Start of RECORDS SHOWN

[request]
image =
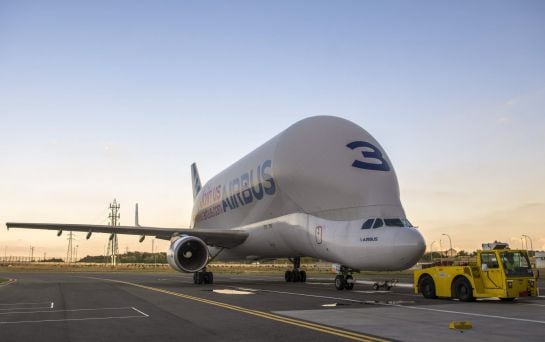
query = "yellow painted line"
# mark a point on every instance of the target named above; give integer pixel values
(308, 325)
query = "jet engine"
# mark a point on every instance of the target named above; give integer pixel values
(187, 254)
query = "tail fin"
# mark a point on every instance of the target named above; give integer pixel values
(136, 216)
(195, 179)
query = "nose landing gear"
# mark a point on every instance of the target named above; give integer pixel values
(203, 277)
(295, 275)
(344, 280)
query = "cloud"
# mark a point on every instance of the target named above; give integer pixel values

End of RECORDS SHOWN
Start of RECORDS SHOWN

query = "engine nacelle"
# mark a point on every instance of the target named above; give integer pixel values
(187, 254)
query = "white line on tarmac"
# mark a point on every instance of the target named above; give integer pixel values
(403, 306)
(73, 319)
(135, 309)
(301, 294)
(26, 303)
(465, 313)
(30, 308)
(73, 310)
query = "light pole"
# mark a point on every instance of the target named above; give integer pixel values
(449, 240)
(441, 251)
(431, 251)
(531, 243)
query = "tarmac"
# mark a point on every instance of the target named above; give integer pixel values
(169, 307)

End of RECORDS SHOWN

● WORK REQUEST:
Could you tally the lines of the listing above that contain the word "tarmac"? Give the number by itself.

● FINISHED TASK:
2